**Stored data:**

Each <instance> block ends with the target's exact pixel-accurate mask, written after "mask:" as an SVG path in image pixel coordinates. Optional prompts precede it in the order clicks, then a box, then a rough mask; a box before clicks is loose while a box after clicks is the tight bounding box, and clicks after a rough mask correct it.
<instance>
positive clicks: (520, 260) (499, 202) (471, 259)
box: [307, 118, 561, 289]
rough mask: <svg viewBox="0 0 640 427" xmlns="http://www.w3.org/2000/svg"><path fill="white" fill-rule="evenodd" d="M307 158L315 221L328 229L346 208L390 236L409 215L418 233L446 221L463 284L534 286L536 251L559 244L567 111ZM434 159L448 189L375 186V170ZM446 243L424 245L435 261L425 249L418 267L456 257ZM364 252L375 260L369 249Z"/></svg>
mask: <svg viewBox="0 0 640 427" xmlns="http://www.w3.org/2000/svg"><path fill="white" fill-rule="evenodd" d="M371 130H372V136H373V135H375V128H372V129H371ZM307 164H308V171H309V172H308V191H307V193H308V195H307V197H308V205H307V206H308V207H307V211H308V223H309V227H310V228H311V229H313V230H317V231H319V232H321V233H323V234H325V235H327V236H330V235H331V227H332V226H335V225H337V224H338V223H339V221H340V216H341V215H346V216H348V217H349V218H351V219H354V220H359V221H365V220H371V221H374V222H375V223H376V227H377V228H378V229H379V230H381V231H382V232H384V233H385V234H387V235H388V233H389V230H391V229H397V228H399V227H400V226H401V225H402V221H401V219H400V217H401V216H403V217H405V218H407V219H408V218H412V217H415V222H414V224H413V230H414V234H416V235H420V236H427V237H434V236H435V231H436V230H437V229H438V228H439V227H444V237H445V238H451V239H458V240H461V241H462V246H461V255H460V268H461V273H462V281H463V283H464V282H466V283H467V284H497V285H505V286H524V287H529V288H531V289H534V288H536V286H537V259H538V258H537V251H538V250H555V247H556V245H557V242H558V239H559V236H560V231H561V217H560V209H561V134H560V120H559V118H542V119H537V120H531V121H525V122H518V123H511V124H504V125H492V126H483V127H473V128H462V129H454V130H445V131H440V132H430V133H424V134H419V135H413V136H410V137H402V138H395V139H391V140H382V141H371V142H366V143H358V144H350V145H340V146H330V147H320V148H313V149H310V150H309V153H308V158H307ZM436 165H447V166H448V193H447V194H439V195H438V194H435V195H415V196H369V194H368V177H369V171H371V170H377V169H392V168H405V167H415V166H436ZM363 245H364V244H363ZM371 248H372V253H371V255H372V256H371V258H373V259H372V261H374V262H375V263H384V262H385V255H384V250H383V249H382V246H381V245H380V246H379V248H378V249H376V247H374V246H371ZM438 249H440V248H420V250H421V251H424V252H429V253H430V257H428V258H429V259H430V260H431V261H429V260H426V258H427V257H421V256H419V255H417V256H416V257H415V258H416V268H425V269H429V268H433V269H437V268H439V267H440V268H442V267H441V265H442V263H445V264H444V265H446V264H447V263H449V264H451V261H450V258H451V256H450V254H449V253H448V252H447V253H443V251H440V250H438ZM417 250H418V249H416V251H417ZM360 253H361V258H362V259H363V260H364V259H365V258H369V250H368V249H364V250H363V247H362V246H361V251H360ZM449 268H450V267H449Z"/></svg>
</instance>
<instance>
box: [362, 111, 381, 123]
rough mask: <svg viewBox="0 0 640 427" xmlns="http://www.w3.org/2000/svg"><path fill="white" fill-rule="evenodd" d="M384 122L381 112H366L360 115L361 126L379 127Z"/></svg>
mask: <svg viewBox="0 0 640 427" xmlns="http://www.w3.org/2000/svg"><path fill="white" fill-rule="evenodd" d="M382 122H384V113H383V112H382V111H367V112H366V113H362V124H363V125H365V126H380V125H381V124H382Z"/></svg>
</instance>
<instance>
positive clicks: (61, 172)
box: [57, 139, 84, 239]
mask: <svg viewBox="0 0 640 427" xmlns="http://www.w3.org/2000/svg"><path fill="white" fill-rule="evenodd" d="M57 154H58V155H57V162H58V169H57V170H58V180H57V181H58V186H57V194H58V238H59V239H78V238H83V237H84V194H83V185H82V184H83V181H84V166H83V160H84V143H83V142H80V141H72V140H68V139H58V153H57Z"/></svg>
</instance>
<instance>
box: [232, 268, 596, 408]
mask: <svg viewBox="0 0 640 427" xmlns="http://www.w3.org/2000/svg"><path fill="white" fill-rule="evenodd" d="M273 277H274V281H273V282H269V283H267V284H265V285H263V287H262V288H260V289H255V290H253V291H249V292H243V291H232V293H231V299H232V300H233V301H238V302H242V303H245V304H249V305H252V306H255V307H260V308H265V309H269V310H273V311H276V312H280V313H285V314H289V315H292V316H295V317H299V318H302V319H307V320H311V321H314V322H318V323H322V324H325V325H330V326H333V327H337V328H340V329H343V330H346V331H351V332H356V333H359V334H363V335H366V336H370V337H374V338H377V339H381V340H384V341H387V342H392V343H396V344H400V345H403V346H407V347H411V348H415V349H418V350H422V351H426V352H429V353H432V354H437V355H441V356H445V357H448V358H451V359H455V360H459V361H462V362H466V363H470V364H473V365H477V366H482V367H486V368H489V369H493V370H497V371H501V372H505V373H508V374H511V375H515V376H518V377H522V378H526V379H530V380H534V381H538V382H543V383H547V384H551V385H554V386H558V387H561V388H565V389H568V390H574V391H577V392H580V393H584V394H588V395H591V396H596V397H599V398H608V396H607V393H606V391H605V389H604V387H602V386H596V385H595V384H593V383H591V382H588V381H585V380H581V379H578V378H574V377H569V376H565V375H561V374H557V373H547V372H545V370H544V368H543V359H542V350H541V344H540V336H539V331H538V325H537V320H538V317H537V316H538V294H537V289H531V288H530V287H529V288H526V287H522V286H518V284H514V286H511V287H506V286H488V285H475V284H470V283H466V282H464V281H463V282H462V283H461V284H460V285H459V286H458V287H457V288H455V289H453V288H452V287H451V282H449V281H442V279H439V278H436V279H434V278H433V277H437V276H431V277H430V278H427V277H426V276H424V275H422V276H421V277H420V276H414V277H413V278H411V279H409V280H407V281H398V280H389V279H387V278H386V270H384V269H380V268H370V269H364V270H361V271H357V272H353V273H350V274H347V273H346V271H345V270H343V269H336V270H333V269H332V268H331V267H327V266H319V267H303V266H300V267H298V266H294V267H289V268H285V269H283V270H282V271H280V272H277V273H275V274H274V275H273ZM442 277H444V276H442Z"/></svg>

**PROBLEM DESCRIPTION:**
Your task is to repeat the records exactly. Begin at their first line and stop after the line containing "box: [307, 118, 561, 289]".

**SOLUTION:**
Each <instance> block ends with the target's exact pixel-accurate mask, written after "mask:" as an SVG path in image pixel coordinates. Optional prompts precede it in the order clicks, then a box, then a rough mask; a box before clicks is loose while a box after clicks is the tight bounding box, and clicks after a rough mask correct it.
<instance>
positive clicks: (520, 260) (499, 202) (471, 259)
box: [307, 118, 561, 289]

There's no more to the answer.